| Aim of the exercise |
Extract all lines in the data that contain the word "below".

| Point localization data |

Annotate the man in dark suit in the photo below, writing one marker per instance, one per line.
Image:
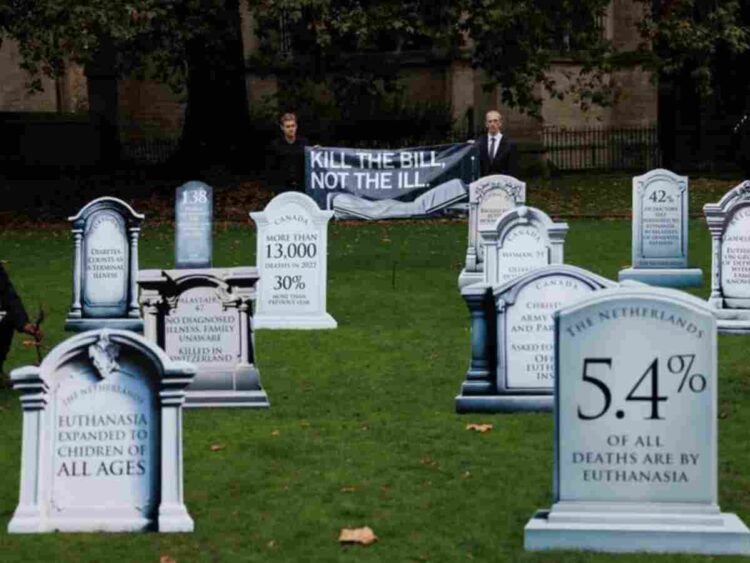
(497, 153)
(287, 157)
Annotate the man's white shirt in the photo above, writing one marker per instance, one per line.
(497, 138)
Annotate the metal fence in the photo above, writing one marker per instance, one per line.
(602, 149)
(149, 151)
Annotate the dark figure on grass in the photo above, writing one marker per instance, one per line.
(287, 157)
(14, 318)
(497, 153)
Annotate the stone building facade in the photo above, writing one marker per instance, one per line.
(152, 111)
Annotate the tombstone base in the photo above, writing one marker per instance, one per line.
(213, 399)
(238, 387)
(503, 403)
(126, 521)
(294, 322)
(73, 324)
(601, 529)
(664, 277)
(466, 278)
(175, 518)
(733, 321)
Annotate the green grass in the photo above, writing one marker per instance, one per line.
(361, 429)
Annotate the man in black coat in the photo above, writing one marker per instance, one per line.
(15, 317)
(287, 157)
(497, 153)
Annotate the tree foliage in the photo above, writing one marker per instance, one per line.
(514, 41)
(698, 37)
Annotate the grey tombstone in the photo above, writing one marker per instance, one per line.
(102, 437)
(635, 457)
(204, 316)
(660, 232)
(105, 267)
(489, 198)
(292, 257)
(729, 223)
(521, 240)
(193, 225)
(514, 371)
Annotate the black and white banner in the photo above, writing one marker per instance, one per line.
(381, 183)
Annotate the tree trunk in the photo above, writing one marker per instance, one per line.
(101, 79)
(216, 129)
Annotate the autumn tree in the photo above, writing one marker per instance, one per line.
(355, 45)
(194, 45)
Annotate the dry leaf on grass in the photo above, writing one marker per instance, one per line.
(362, 536)
(479, 427)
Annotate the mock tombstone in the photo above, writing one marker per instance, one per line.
(636, 367)
(522, 240)
(203, 316)
(193, 225)
(292, 257)
(518, 364)
(729, 223)
(105, 267)
(489, 198)
(660, 232)
(102, 437)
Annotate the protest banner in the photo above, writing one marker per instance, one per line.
(385, 183)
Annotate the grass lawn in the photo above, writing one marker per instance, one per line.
(361, 429)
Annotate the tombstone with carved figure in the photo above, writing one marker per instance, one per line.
(522, 240)
(102, 437)
(515, 371)
(203, 316)
(489, 198)
(105, 267)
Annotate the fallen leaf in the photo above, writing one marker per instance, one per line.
(362, 536)
(479, 427)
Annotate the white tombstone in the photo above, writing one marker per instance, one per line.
(193, 209)
(203, 316)
(521, 240)
(519, 350)
(489, 198)
(660, 231)
(635, 458)
(292, 257)
(105, 267)
(102, 437)
(729, 223)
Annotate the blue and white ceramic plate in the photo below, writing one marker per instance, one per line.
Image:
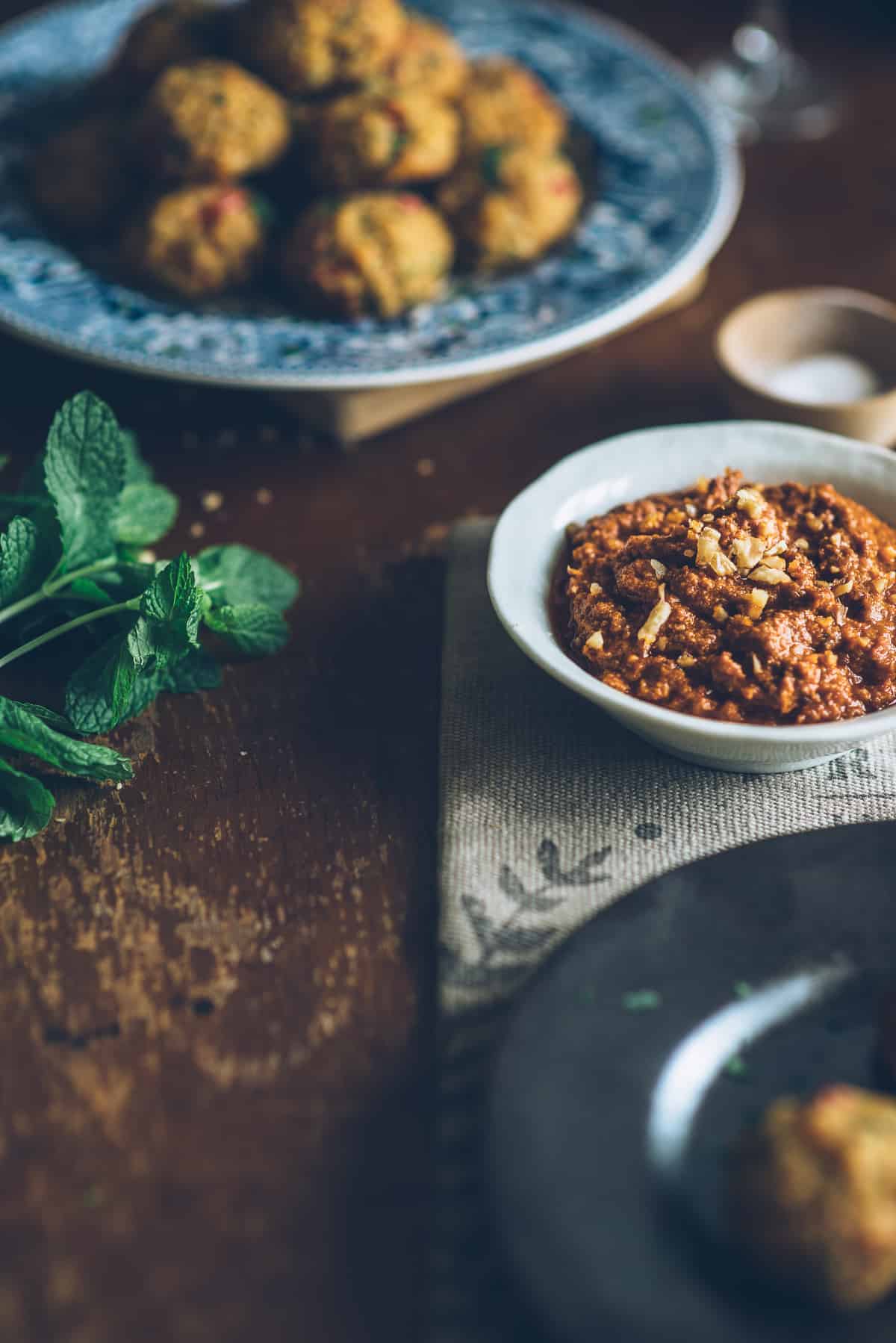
(669, 187)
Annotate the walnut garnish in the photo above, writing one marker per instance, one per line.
(762, 574)
(751, 501)
(758, 602)
(656, 619)
(711, 553)
(747, 551)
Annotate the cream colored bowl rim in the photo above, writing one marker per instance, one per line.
(521, 559)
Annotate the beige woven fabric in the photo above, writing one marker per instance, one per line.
(550, 813)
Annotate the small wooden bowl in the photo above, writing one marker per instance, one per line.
(783, 329)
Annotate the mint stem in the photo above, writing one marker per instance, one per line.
(134, 604)
(50, 589)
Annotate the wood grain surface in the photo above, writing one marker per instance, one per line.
(217, 990)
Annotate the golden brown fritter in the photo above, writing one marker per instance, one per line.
(198, 241)
(812, 1196)
(504, 104)
(508, 205)
(172, 34)
(304, 46)
(429, 58)
(80, 176)
(211, 121)
(375, 252)
(373, 139)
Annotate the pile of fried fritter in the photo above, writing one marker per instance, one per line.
(346, 148)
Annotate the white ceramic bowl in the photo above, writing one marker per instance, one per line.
(529, 535)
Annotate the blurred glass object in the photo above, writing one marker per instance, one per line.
(766, 90)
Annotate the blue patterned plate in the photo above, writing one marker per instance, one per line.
(668, 193)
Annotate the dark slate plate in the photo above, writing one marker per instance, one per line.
(608, 1126)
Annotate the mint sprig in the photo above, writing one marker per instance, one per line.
(67, 562)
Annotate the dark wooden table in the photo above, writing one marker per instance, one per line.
(217, 997)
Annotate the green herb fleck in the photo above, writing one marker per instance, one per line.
(641, 999)
(652, 114)
(491, 166)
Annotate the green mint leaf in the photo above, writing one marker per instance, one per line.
(26, 806)
(89, 592)
(253, 627)
(234, 575)
(146, 513)
(121, 673)
(23, 731)
(127, 580)
(87, 695)
(137, 471)
(85, 473)
(169, 614)
(57, 720)
(23, 560)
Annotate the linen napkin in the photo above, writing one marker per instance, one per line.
(550, 811)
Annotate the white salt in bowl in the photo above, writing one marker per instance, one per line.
(815, 356)
(531, 533)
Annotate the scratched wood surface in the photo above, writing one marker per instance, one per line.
(217, 982)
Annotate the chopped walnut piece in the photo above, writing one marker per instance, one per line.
(751, 501)
(711, 555)
(747, 551)
(758, 599)
(656, 619)
(762, 574)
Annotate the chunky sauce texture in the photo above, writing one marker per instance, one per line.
(739, 602)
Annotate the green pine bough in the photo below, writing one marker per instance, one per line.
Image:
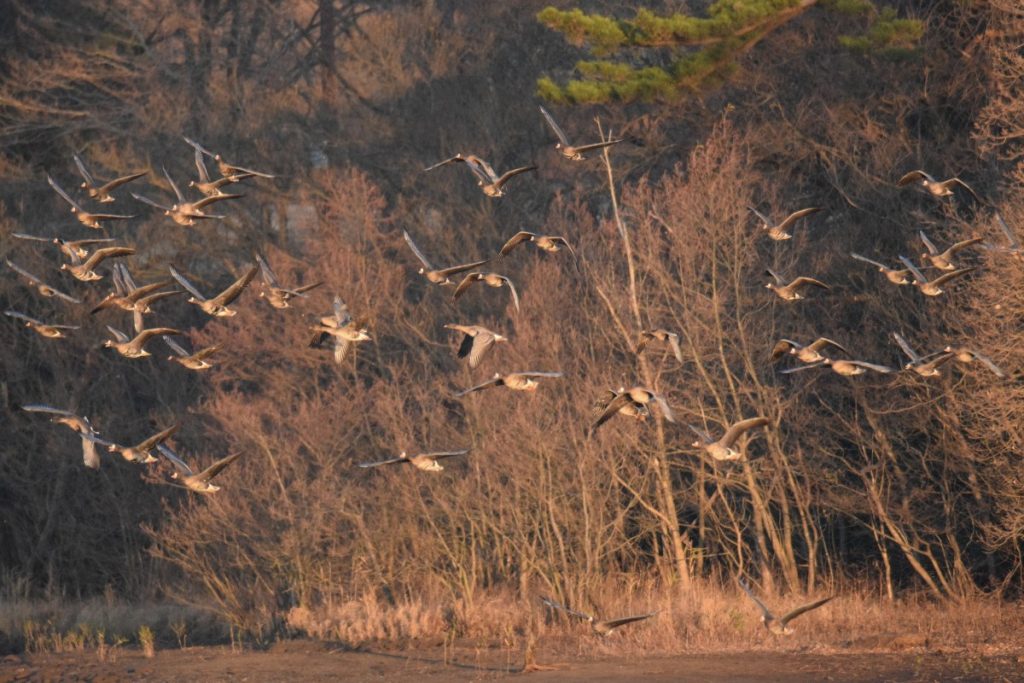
(697, 52)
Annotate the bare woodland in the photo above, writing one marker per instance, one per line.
(897, 486)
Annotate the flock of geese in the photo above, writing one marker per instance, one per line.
(341, 331)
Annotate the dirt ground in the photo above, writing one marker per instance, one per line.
(317, 663)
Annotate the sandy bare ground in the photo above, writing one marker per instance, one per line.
(313, 662)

| Answer box |
Annotate the man in dark suit in the photo below, writing one marker per instance, one per line.
Annotate the blue and white ceramic plate in the photo below, writing one marker per instance, one per line.
Annotate the green pine bough in the photo below, writing one marker per instance, one per line.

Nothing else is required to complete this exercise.